## Задания:
1. Обнови отрывок текста о Гамлете от слов "Тебя мы просим: здесь" до слов "вспоминал вас, господа." включительно, заменив "Гертрудой" на "королевой". Как будет выглядеть этот отрывок после замены?
2. Продолжи текст о Гамлете, начав сразу после последней показанной строки.

## Текст для чтения:
——————

Гете писал о Гамлете, что «прекрасное, чистое, благородное, высоконравственное существо, лишенное силы чувства, делающей героя, гибнет под бременем, которого он не мог ни снести, ни сбросить. Всякий долг для него священен, а этот непомерно тяжел». Возможно, и советники государства видели, что Гамлет слаб и неопытен, потому и предпочли предоставить ему срок ученичества при короле? Гамлет же чувствует эту неполноценность, и она ему обидна. Для исправления государства ему нужно влияние на политику – то, что сразу Клавдий предложил Гамлету как своему советнику и наследнику (К.Р., I-2-115):

Тебя мы просим: здесь остаться согласись

На утешение и радость нашим взорам,

Как первый из вельмож, племянник наш и сын.

Каково подлинное отношение Клавдия к Гамлету? У нас нет оснований сомневаться в начальной благожелательности. Гамлет – сын его жены, детей у них с Гертрудой уже не будет, и Клавдий не может предполагать другого наследника. Но Гамлет отвечает холодно, а затем он встречается с Призраком отца, и сотрудничество с Клавдием для него исключается.

Между первым и вторым актом проходит два месяца, и король и королева не понимают продолжающейся враждебности Гамлета. К тому же он изображает помешательство. Правители вызывают на помощь школьных друзей Гамлета, Розенкранца и Гильденстерна, и просят о помощи в посредничестве. Королева (П., II-2-19):

Он часто вспоминал вас, господа.

Я больше никого не знаю в мире,

Кому б он был так предан.

Розенкранц и Гильденстерн являются к принцу, он вначале принимает их с восторгом и быстро добивается признания, что они не заехали случайно, а за ними было послано. Однако им не удается узнать ничего, что они могли бы рассказать королю. Но у Полония появляется идея, что Гамлет сошел с ума из-за любви к Офелии. Он заставляет дочь попасться Гамлету на глаза, пока он и король подслушивают. У Офелии нет выбора, кроме как исполнить приказ отца.

Перед этой встречей наш герой произносит монолог «Быть или не быть». Уже в первом акте и до встречи с Призраком он говорит о самоубийстве, в совершении которого ему мешает запрет церкви, и сейчас он повторяет ту же мысль. Не вчитавшись, я одно время думал, что речь идет о том, быть или не быть человеком, достойной личностью. А это всего лишь рассуждение о том, нужно ли кончать счеты с жизнью, так ничего в ней не совершив и даже не отомстив за отца, или все же пожить еще (П., III-1-56):

Быть иль не быть, вот в чем вопрос.

——————

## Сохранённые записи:
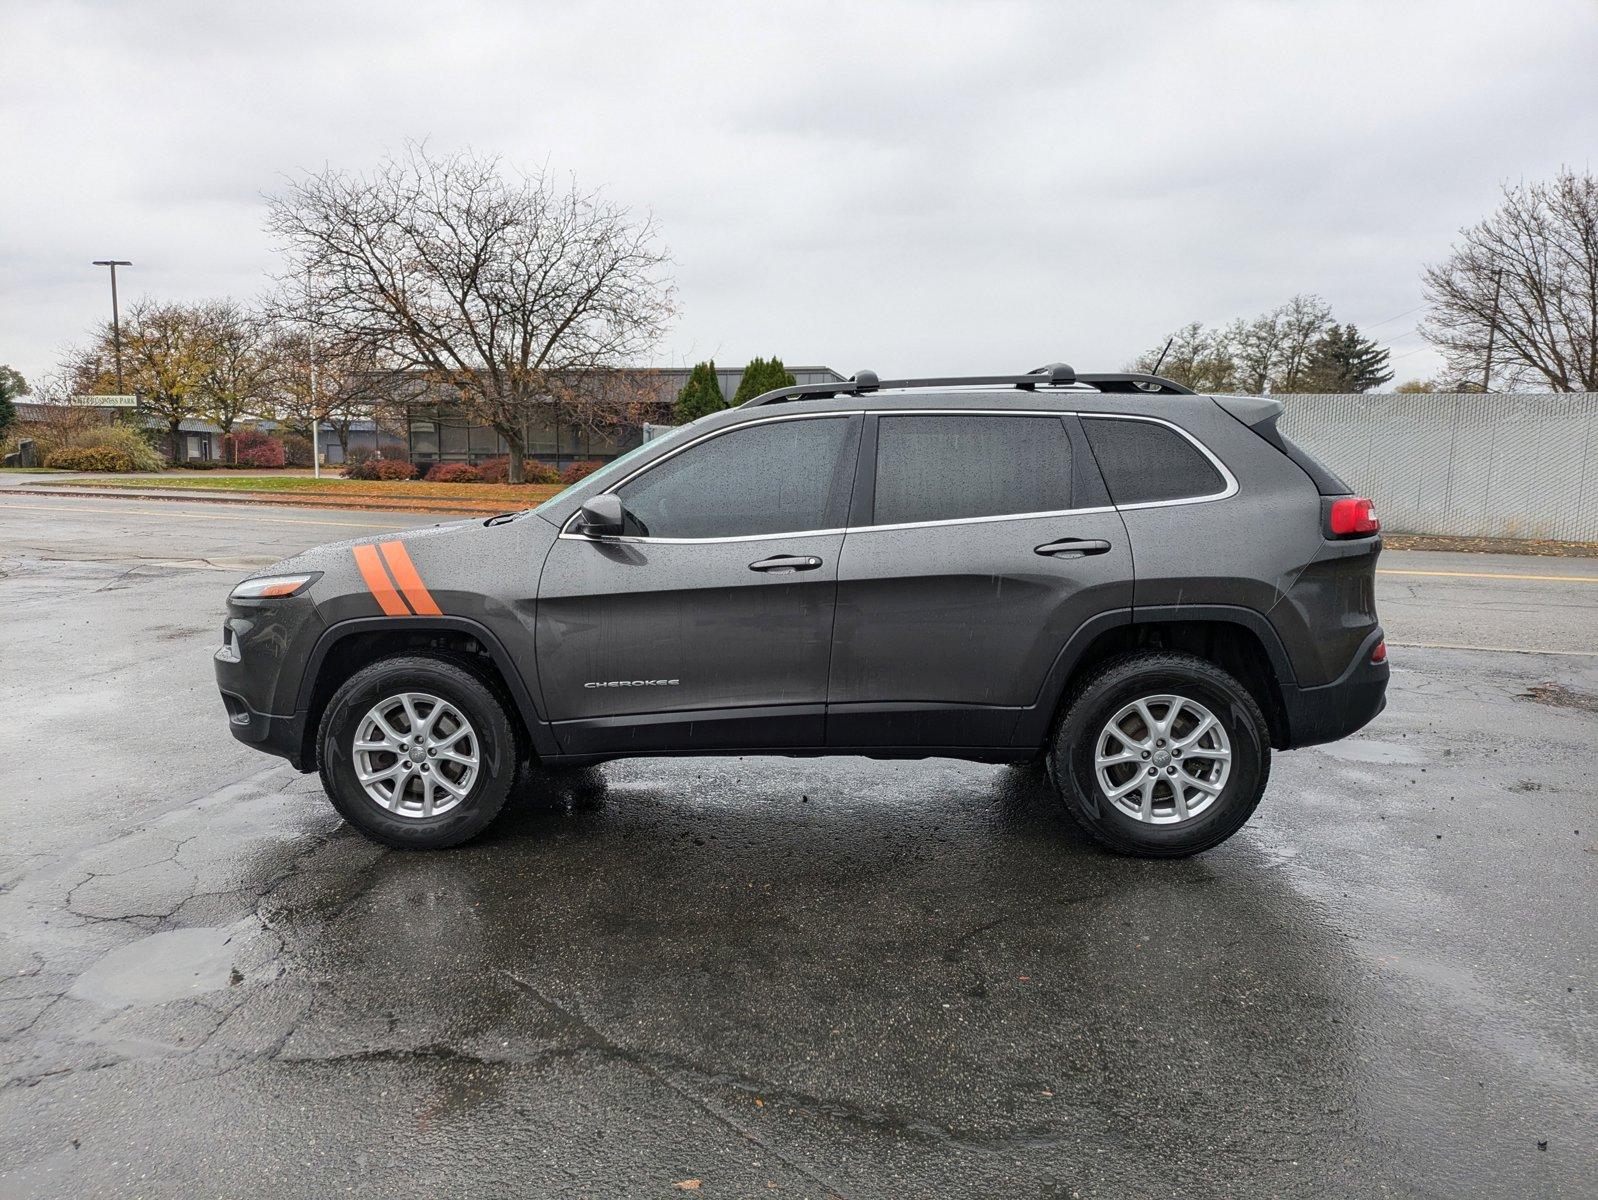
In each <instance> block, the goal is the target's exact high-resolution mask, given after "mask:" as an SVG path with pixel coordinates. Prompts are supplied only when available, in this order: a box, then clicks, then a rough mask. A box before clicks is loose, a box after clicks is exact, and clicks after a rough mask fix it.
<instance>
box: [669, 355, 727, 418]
mask: <svg viewBox="0 0 1598 1200" xmlns="http://www.w3.org/2000/svg"><path fill="white" fill-rule="evenodd" d="M724 407H727V398H725V396H722V395H721V383H719V382H718V380H716V364H714V363H697V364H695V366H694V369H692V371H690V372H689V382H687V383H684V385H682V390H681V391H679V393H678V403H676V404H674V406H673V414H674V415H676V419H678V423H679V425H687V423H689V422H690V420H698V419H700V417H703V415H706V414H710V412H718V411H721V409H724Z"/></svg>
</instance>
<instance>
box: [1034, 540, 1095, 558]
mask: <svg viewBox="0 0 1598 1200" xmlns="http://www.w3.org/2000/svg"><path fill="white" fill-rule="evenodd" d="M1107 550H1109V542H1101V540H1098V538H1082V537H1063V538H1059V540H1058V542H1045V543H1043V545H1040V546H1032V553H1034V554H1048V556H1050V558H1082V556H1083V554H1103V553H1106V551H1107Z"/></svg>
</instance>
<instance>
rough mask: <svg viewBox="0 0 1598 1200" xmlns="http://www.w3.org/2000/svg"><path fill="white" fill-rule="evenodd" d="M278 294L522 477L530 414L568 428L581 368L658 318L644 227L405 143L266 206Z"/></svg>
mask: <svg viewBox="0 0 1598 1200" xmlns="http://www.w3.org/2000/svg"><path fill="white" fill-rule="evenodd" d="M268 205H270V209H268V211H270V216H268V228H270V232H272V233H275V235H276V238H278V241H280V244H281V248H283V249H284V252H286V254H288V257H289V262H291V268H289V270H288V272H284V275H283V284H284V286H286V288H288V289H291V291H302V296H300V305H299V307H300V308H302V310H305V312H313V313H316V323H318V328H320V329H324V331H329V332H334V331H336V332H337V336H339V337H340V339H350V340H355V342H358V344H361V345H366V347H371V348H374V352H376V353H379V355H380V356H382V358H384V360H385V361H387V363H390V364H393V366H398V368H403V369H407V371H417V372H422V374H423V375H425V377H427V380H428V382H430V383H431V385H433V387H435V388H438V390H441V391H446V393H447V395H455V396H459V398H460V403H462V406H463V407H465V409H467V411H468V412H470V414H471V415H473V417H476V419H478V420H483V422H486V423H489V425H492V427H494V430H495V431H499V435H500V436H502V438H503V439H505V443H507V446H508V447H510V479H511V481H515V483H519V481H521V478H523V470H521V462H523V457H524V452H526V428H527V422H529V417H531V415H532V412H534V411H535V406H539V404H550V406H553V407H555V412H553V415H555V417H556V419H566V420H580V419H582V412H583V411H585V390H583V388H575V387H572V385H570V383H569V380H570V379H574V377H575V375H580V374H582V372H590V371H596V369H604V368H614V366H620V364H625V363H626V361H628V360H633V358H636V356H638V355H641V353H644V352H647V350H649V348H650V347H652V345H654V344H655V340H657V339H658V336H660V332H662V331H663V329H665V323H666V320H668V318H670V315H671V300H673V291H671V284H670V281H668V280H666V278H665V267H666V262H668V259H666V254H665V251H663V249H660V248H658V246H657V228H655V224H654V221H652V219H649V217H644V219H638V217H633V216H631V214H630V213H628V211H626V209H623V208H618V206H615V205H612V203H609V201H607V200H604V198H602V197H601V195H599V193H598V192H583V190H580V189H578V187H577V185H575V184H570V185H566V187H558V185H556V184H553V182H551V181H550V179H547V177H545V176H527V177H521V179H518V181H510V179H507V177H505V174H503V171H502V169H500V161H499V160H497V158H478V157H475V155H471V153H452V155H444V157H433V155H430V153H428V152H427V149H425V147H422V145H415V144H412V145H407V147H406V152H404V153H403V155H400V157H392V158H388V160H385V161H384V163H382V165H380V166H379V168H377V169H376V171H374V173H371V174H350V173H345V171H332V169H329V171H323V173H321V174H308V176H305V177H302V179H297V181H294V182H291V184H289V187H288V189H286V190H284V192H283V193H281V195H276V197H272V198H268Z"/></svg>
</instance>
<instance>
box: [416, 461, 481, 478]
mask: <svg viewBox="0 0 1598 1200" xmlns="http://www.w3.org/2000/svg"><path fill="white" fill-rule="evenodd" d="M427 481H428V483H483V471H479V470H478V468H476V467H473V465H471V463H468V462H441V463H436V465H435V467H433V470H430V471H428V473H427Z"/></svg>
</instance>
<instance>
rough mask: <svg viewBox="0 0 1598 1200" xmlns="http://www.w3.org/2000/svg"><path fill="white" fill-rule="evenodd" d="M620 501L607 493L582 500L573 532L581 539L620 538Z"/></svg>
mask: <svg viewBox="0 0 1598 1200" xmlns="http://www.w3.org/2000/svg"><path fill="white" fill-rule="evenodd" d="M622 516H623V510H622V500H620V499H618V497H615V495H612V494H609V492H606V494H602V495H593V497H590V499H586V500H583V507H582V511H580V513H578V515H577V527H575V532H577V534H582V535H583V537H620V535H622Z"/></svg>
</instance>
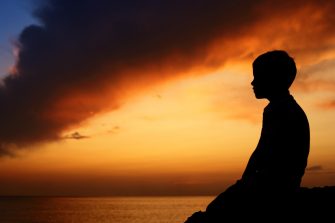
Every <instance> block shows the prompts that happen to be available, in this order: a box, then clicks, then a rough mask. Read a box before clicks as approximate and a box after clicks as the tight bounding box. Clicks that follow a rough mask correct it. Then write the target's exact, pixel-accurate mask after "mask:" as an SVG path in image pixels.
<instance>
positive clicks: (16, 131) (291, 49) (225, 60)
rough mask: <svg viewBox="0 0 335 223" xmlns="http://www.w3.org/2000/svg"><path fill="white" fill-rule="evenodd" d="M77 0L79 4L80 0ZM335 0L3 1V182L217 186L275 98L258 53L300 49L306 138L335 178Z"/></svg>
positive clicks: (205, 187) (103, 189)
mask: <svg viewBox="0 0 335 223" xmlns="http://www.w3.org/2000/svg"><path fill="white" fill-rule="evenodd" d="M74 2H77V3H74ZM334 10H335V2H333V1H312V0H305V1H302V0H301V1H300V0H297V1H279V0H270V1H268V0H259V1H251V0H245V1H242V0H241V1H239V0H237V1H222V0H220V1H219V0H209V1H208V0H183V1H172V0H161V1H149V0H127V1H108V0H99V1H97V0H83V1H67V0H47V1H29V0H2V1H1V7H0V77H1V79H2V83H1V87H0V195H196V194H198V195H215V194H218V193H220V192H222V191H223V190H224V189H225V188H226V187H227V186H228V185H230V184H232V183H234V182H235V181H236V180H237V179H239V178H240V177H241V174H242V173H243V170H244V168H245V166H246V164H247V161H248V158H249V156H250V155H251V153H252V152H253V150H254V149H255V147H256V145H257V142H258V139H259V136H260V131H261V122H262V112H263V108H264V107H265V106H266V105H267V103H268V101H267V100H257V99H255V97H254V94H253V91H252V87H251V85H250V83H251V81H252V78H253V77H252V65H251V64H252V61H253V60H254V59H255V58H256V57H257V56H258V55H259V54H261V53H264V52H266V51H269V50H273V49H283V50H286V51H287V52H288V53H289V54H290V55H291V56H292V57H294V59H295V61H296V64H297V68H298V74H297V78H296V80H295V82H294V84H293V86H292V87H291V89H290V91H291V93H292V95H293V96H294V97H295V99H296V100H297V101H298V103H299V104H300V105H301V107H302V108H303V109H304V110H305V112H306V114H307V116H308V119H309V122H310V129H311V151H310V155H309V160H308V168H307V170H306V173H305V176H304V178H303V183H302V185H303V186H308V187H312V186H324V185H335V137H334V136H335V113H334V112H335V14H334Z"/></svg>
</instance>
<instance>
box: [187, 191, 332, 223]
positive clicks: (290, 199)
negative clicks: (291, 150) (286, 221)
mask: <svg viewBox="0 0 335 223" xmlns="http://www.w3.org/2000/svg"><path fill="white" fill-rule="evenodd" d="M250 198H252V199H250ZM237 200H238V202H236V203H233V204H230V205H226V206H222V207H217V208H216V211H204V212H202V211H199V212H196V213H194V214H193V215H192V216H191V217H189V218H188V219H187V221H186V222H185V223H219V222H220V223H221V222H241V221H242V220H243V221H249V222H270V223H271V222H286V221H287V222H292V221H293V222H303V221H307V222H309V221H311V220H312V221H315V222H329V221H330V222H332V221H331V219H332V218H333V215H332V214H333V212H335V186H325V187H314V188H306V187H302V188H300V190H298V191H297V192H295V193H290V194H281V193H280V192H278V193H273V194H267V195H264V196H259V195H257V196H250V197H247V199H241V198H238V199H237Z"/></svg>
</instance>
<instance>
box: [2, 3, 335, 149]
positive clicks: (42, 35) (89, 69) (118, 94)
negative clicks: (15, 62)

——————

## Ответы по заданиям:
1.
Тебя мы просим: здесь остаться согласись

На утешение и радость нашим взорам,

Как первый из вельмож, племянник наш и сын.

Каково подлинное отношение Клавдия к Гамлету? У нас нет оснований сомневаться в начальной благожелательности. Гамлет – сын его жены, детей у них с королевой уже не будет, и Клавдий не может предполагать другого наследника. Но Гамлет отвечает холодно, а затем он встречается с Призраком отца, и сотрудничество с Клавдием для него исключается.

Между первым и вторым актом проходит два месяца, и король и королева не понимают продолжающейся враждебности Гамлета. К тому же он изображает помешательство. Правители вызывают на помощь школьных друзей Гамлета, Розенкранца и Гильденстерна, и просят о помощи в посредничестве. Королева (П., II-2-19):

Он часто вспоминал вас, господа.

2.
Достойно ль смиряться под ударами судьбы,

Иль надо оказать сопротивленье

И в смертной схватке с целым морем бед

Покончить с ними? Умереть. Забыться.

То есть Гамлет не мыслит себе иного «достойного» сопротивления судьбе, кроме ухода из жизни? А разве он не обещал нам взять судьбу в свои руки и «восстановить» расшатавшийся век?

Это ли не цель

Желанная? Скончаться. Сном забыться.

Уснуть... и видеть сны? Вот и ответ.

Какие сны в том смертном сне приснятся,

Когда покров земного чувства снят?

Вот в чем разгадка. Вот что удлиняет

Несчастьям нашим жизнь на столько лет.

Мы продолжаем жить только из-за страха смерти?

Дальше:

А то кто снес бы униженья века,

Неправду угнетателя, вельмож

Заносчивость, отринутое чувство,

Нескорый суд и более всего

Насмешки недостойных над достойным,

Когда так просто сводит все концы

Удар кинжала! Кто бы согласился,

Кряхтя, под ношей жизненной плестись,

Когда бы неизвестность после смерти,

Боязнь страны, откуда ни один

Не возвращался, не склоняла воли

Мириться лучше со знакомым злом,

Чем бегством к незнакомому стремиться!

Здесь Гамлет перекликается с героем 66-го сонета, что неудивительно, ибо у обоих один автор:

Устал я жить и умереть хочу,

Достоинство в отрепье видя рваном,

Ничтожество – одетое в парчу,

И Веру, оскорбленную обманом,

И Девственность, поруганную зло,

И почестей неправых омерзенье,

И Силу, что Коварство оплело,

И Совершенство в горьком униженье,

И Прямоту, что глупой прослыла,

И Глупость, проверяющую Знанье,

И робкое Добро в оковах Зла,

Искусство, присужденное к молчанью.

Устал я жить и смерть зову скорбя.

Но на кого оставлю я тебя?!

(Перевод А. М. Финкеля)

Один автор, но не один герой. Герой сонета остается жить, чтобы не покинуть близкого друга, а у Гамлета таких соображений нет, хотя рядом Офелия ждет его внимания. Гамлет же просто боится неизвестности после смерти:

Так всех нас в трусов превращает мысль

И вянет, как цветок, решимость наша

В бесплодье умственного тупика.

Так погибают замыслы с размахом,

Вначале обещавшие успех,

От долгих отлагательств.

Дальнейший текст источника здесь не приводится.